Rédigez la suite de l'extrait sur Podemos et l'indépendantisme catalan, en reprenant après sa dernière phrase.

— Extrait du texte —
┄┄┄┄┄┄
Podemos est donc obligé de montrer un visage aimable à l’indépendantisme en Catalogne, tout en affichant la posture inverse dans le reste du pays. Une situation embarrassante, exacerbée par la compétition partisane des élections générales, dans laquelle le Parti populaire (droite, au pouvoir) et Ciudadanos (centriste) n’ont aucun scrupule à se positionner contre l’indépendance. Pour Podemos, le problème ne date pas tout à fait d’aujourd’hui. L’arrivée sur l’échiquier politique de Ciudadanos, nouveau parti né en Catalogne, avait déjà souligné le besoin pour le clan d’Iglesias de réinventer son discours. Pour Sebastián Lavezzolo, chercheur en sciences politiques et auteur d’un ouvrage collectif sur les dynamiques électorales espagnoles : « L’apparition d’un compétiteur comme Ciudadanos, [que les membres de Podemos] ne peuvent pas accuser d’être un vieux parti issu de la “caste”, les a obligés à recentrer le débat sur une opposition gauche/droite. De plus, comme Ciudadanos est farouchement opposé à l’indépendance, cela pousse Podemos à se définir un peu mieux. Si, aujourd’hui, sa position face à l’indépendantisme est perçue comme ambiguë, avant Ciudadanos, elle l’était encore davantage. » Une légère évolution qui s’appuie sur le « droit à décider » pour les Catalans, et qui s’est manifestée par l’éviction d’une liste régionale trop clairement en faveur de l’unité espagnole, « Podemos Unidos », écartée de la compétition régionale en début d’année par la direction du parti.
┄┄┄┄┄┄
— Données fournies —
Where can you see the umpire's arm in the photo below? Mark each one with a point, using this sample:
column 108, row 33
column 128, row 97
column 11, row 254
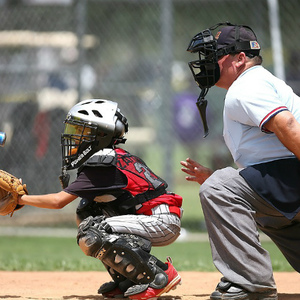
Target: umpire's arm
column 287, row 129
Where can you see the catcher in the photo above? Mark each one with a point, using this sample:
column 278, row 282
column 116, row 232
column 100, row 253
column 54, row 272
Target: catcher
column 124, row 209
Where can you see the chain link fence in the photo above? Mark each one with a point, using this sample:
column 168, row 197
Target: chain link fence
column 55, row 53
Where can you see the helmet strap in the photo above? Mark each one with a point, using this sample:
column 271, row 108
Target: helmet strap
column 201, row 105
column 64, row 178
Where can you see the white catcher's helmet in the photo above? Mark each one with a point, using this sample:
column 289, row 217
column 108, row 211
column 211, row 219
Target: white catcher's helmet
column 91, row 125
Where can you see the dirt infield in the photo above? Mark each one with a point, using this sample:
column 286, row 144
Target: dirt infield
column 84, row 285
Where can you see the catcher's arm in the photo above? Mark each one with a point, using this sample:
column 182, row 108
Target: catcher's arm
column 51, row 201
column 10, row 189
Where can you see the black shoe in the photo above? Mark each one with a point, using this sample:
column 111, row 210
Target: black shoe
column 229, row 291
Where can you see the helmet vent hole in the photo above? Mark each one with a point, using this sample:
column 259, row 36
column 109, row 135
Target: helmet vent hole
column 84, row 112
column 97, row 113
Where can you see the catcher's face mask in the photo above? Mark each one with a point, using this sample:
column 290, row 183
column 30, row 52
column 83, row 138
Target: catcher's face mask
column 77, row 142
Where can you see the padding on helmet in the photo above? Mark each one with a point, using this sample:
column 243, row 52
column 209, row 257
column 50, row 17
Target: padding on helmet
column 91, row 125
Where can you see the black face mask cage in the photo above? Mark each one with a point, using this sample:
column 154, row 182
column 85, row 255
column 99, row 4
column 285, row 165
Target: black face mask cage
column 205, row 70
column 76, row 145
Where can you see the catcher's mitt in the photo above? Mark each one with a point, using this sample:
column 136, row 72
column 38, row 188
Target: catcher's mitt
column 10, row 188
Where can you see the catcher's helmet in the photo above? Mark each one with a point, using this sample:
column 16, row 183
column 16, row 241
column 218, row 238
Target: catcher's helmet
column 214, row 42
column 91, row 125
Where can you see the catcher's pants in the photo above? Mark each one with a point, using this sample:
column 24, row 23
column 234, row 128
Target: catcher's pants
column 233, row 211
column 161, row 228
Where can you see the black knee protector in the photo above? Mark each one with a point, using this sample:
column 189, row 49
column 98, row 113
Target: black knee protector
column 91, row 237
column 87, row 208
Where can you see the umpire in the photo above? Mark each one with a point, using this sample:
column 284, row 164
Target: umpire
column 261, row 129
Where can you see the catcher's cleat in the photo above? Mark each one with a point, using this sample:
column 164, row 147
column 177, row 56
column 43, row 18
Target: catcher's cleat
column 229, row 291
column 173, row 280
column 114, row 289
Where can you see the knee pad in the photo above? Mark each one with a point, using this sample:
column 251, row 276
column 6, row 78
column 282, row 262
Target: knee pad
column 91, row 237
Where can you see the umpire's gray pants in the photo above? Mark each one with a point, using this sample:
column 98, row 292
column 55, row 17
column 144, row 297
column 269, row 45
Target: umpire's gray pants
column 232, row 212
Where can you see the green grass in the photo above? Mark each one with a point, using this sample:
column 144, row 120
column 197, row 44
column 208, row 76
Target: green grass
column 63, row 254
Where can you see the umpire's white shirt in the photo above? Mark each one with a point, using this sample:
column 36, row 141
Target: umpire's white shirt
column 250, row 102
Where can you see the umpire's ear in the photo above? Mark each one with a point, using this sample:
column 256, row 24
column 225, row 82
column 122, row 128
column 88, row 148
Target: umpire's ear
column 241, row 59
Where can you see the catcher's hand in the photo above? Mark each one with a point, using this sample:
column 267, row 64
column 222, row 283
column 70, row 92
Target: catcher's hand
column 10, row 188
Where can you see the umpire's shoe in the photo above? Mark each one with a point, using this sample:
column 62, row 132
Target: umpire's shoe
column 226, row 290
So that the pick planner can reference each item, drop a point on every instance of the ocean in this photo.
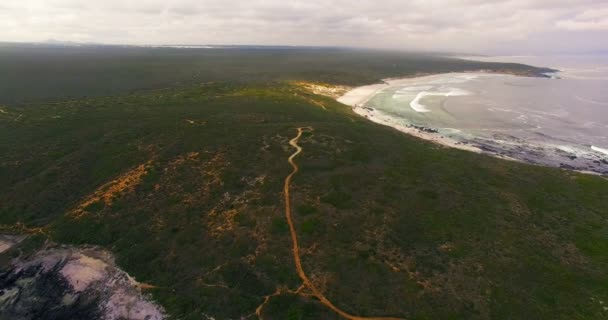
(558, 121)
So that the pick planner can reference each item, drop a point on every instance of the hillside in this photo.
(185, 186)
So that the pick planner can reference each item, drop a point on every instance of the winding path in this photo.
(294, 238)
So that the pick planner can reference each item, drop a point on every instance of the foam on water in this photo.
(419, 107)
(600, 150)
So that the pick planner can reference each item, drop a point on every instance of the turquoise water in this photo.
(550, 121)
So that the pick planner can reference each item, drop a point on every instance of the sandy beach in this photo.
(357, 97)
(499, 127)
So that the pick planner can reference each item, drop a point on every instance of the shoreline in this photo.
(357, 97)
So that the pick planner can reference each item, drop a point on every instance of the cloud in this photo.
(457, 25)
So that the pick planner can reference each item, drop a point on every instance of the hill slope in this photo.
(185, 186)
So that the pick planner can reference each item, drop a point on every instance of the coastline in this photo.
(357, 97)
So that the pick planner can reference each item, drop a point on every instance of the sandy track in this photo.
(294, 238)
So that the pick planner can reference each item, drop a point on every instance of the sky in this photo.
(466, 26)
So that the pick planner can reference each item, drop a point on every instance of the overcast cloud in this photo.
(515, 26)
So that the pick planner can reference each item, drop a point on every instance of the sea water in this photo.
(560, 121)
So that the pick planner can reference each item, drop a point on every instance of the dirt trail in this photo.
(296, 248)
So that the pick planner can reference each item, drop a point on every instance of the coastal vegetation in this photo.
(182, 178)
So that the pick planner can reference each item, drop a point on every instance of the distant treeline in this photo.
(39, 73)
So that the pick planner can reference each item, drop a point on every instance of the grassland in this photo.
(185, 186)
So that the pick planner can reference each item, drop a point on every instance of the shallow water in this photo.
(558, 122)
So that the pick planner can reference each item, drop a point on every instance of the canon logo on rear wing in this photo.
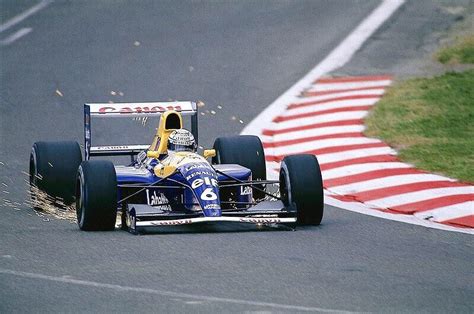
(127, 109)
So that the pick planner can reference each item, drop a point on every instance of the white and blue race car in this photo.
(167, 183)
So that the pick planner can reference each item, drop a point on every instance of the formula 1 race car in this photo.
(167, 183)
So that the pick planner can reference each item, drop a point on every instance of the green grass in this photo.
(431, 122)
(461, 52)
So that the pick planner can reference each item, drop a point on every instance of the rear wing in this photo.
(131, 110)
┄┄┄┄┄┄
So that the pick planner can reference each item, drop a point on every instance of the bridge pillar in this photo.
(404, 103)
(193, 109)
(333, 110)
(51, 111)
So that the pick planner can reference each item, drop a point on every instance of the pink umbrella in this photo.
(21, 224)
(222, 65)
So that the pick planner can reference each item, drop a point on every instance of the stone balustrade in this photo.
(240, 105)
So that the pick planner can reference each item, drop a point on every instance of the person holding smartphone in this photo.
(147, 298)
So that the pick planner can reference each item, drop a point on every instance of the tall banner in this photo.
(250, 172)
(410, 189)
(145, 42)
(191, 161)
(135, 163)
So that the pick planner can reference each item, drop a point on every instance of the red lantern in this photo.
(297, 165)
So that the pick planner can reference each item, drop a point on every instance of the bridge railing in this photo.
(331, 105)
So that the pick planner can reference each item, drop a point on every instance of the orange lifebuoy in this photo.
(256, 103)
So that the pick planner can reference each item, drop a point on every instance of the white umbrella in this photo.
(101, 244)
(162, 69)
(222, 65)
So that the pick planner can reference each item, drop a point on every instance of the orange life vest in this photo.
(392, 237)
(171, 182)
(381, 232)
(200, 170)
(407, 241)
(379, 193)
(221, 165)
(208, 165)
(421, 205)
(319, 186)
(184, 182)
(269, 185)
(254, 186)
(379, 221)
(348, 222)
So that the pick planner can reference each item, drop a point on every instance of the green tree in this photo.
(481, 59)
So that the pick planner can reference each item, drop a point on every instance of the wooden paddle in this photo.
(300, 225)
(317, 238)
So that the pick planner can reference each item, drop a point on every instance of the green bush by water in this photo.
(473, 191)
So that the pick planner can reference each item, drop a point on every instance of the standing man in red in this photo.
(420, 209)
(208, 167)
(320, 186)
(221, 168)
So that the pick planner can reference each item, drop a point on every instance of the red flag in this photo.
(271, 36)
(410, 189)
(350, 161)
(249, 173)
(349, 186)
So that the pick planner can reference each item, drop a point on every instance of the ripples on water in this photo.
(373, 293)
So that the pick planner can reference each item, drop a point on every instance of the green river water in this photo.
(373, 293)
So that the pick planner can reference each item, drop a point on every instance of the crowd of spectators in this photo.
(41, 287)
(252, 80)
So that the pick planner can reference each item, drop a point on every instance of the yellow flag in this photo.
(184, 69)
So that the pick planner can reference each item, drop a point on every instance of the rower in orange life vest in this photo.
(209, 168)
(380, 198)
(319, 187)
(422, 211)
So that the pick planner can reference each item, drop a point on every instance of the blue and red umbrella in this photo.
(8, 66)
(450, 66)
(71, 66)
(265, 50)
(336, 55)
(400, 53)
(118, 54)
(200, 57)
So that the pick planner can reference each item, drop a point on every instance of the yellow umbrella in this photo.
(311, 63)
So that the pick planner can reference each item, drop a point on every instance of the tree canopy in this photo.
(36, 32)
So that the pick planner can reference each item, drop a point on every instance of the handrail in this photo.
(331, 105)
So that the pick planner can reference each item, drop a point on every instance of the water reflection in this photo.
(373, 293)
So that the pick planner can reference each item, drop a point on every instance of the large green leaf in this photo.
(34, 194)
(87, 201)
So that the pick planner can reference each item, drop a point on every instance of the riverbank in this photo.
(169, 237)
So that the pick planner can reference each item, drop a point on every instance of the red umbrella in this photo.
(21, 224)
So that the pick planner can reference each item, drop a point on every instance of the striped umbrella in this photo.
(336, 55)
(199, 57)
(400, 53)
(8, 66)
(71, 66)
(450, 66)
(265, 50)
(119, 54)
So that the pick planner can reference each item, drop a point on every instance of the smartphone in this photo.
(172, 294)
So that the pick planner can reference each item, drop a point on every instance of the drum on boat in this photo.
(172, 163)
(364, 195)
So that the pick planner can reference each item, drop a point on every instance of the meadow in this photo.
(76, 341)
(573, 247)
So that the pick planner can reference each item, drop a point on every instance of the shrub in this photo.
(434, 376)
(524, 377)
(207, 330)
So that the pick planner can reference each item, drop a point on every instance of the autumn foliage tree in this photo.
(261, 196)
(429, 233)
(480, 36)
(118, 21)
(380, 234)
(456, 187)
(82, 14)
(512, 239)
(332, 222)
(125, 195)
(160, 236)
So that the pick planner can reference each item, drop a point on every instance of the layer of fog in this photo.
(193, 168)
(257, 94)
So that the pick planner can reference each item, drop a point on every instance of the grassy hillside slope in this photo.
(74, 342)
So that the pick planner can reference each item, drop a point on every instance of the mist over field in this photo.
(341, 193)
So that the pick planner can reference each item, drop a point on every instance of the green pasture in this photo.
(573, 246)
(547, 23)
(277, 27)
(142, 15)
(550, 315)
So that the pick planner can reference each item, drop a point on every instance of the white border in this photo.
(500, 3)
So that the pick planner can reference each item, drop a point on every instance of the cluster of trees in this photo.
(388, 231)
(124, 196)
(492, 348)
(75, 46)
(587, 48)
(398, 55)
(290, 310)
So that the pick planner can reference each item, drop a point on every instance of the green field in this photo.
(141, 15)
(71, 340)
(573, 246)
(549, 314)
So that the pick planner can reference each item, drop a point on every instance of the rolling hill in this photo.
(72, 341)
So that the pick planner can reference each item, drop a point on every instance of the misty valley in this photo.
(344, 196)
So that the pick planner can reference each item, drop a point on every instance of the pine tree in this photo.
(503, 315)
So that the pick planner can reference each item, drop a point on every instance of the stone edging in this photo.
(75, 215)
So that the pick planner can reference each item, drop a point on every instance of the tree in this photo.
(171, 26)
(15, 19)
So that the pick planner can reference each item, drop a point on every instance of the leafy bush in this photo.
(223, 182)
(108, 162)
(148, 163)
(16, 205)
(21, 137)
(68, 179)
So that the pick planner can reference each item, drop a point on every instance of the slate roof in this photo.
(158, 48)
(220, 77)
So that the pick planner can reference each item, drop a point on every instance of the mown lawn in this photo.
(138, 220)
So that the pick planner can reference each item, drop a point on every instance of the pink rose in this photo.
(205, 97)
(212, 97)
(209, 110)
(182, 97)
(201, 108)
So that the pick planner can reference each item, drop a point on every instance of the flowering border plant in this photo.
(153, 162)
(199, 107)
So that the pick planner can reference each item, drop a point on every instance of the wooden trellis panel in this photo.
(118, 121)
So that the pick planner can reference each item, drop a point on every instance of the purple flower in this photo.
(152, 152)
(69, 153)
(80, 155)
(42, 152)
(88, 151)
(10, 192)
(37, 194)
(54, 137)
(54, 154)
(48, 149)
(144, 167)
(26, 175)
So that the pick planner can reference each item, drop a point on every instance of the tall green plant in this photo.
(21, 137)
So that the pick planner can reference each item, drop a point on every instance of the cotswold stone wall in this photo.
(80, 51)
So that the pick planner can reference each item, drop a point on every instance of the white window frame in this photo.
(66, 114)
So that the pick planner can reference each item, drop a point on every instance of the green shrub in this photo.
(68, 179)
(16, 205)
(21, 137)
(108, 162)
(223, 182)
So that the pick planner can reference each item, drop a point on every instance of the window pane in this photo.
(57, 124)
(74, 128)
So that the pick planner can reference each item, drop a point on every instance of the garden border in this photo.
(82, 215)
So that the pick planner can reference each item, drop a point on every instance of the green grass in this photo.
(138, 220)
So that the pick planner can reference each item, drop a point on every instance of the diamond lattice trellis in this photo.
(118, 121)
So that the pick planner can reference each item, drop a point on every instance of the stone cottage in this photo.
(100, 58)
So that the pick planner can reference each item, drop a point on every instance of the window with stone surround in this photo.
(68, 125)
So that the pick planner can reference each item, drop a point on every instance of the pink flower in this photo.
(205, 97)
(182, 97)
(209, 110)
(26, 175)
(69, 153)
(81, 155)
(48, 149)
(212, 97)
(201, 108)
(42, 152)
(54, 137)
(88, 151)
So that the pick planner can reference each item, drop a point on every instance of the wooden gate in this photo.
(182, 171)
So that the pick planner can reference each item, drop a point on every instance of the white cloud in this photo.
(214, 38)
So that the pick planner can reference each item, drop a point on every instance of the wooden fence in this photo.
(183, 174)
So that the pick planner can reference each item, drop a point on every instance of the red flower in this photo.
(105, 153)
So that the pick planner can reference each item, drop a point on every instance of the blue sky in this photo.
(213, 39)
┄┄┄┄┄┄
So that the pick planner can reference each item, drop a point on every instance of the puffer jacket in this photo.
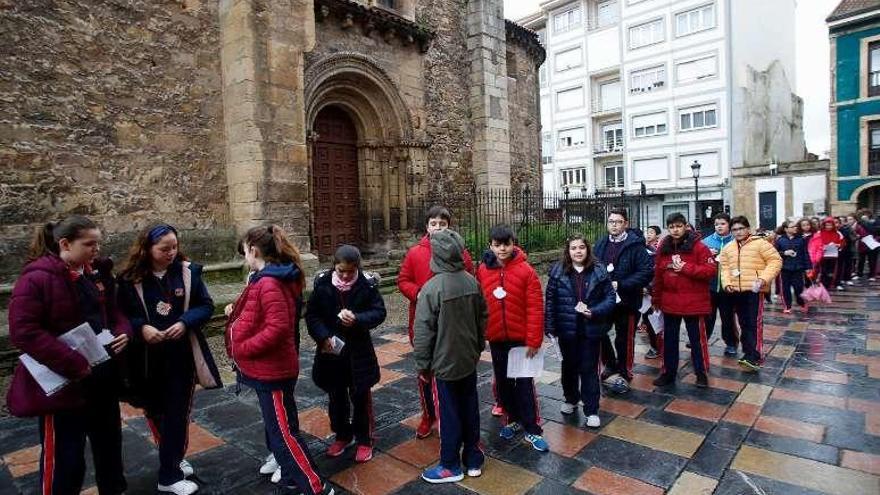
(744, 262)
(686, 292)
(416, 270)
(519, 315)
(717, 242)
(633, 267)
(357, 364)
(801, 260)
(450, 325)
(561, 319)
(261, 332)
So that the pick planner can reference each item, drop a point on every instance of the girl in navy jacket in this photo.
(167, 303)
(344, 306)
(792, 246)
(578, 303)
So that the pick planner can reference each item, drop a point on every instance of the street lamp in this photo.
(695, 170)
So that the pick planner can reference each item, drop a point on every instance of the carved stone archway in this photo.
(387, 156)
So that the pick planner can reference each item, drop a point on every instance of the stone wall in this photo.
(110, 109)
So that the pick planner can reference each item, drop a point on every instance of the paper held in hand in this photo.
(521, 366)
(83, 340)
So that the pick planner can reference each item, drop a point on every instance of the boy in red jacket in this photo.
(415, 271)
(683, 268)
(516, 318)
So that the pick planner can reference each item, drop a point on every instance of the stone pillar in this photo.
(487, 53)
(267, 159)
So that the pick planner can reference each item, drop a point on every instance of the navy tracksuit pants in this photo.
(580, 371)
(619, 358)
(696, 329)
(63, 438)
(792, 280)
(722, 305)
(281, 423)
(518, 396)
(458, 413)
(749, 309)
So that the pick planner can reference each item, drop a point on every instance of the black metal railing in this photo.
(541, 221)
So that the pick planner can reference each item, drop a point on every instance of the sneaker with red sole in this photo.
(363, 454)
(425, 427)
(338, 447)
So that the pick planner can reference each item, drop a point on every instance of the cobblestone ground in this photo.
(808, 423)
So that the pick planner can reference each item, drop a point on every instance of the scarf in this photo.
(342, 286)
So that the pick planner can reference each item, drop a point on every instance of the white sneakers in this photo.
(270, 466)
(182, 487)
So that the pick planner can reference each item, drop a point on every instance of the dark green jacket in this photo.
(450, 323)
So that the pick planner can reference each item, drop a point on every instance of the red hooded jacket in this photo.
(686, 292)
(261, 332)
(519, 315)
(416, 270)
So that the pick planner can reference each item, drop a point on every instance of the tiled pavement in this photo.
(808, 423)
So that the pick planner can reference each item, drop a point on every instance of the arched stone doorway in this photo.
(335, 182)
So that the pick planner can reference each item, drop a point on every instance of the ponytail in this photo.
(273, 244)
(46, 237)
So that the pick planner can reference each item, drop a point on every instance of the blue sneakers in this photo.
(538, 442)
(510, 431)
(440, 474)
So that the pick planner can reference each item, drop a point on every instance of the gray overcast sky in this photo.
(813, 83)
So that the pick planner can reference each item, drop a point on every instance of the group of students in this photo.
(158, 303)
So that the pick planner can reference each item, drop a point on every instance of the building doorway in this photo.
┄┄┄┄┄┄
— Résultat —
Ces discrets appels du pied envers la frange séparatiste suffiront-ils ? Le succès de Podemos passe en partie par le captage des voix d’ERC, la gauche indépendantiste catalane, pour les élections générales. Une hypothèse assez hasardeuse, selon Cyril Trépier, chercheur à l’Institut français de géopolitique de Paris 8 et spécialiste de l’indépendantisme catalan : « ERC a obtenu de très bons résultats aux dernières élections. Il a gagné les européennes de 2014 en Catalogne, il est arrivé en troisième position aux municipales de mai 2015. Le parti n’est absolument pas en déclin. » Quelle serait alors la meilleure option pour Podemos, afin de ne pas payer trop cher électoralement le casse-tête catalan ? Tenter d’orienter l’opinion publique vers une entente entre la Catalogne et l’Espagne constituerait une sortie de crise élégante. À quelques jours des régionales, cette posture est néanmoins intenable dans un contexte social et électoral polarisé autour des questions identitaires. Plutôt que de s’affirmer dans cette voie intermédiaire, il y a fort à parier que le parti d’Iglesias choisisse de faire glisser le débat indépendantiste vers les thèmes économiques et sociaux. Un domaine qui, sur le plan de la rhétorique, est mieux maîtrisé par ses leaders.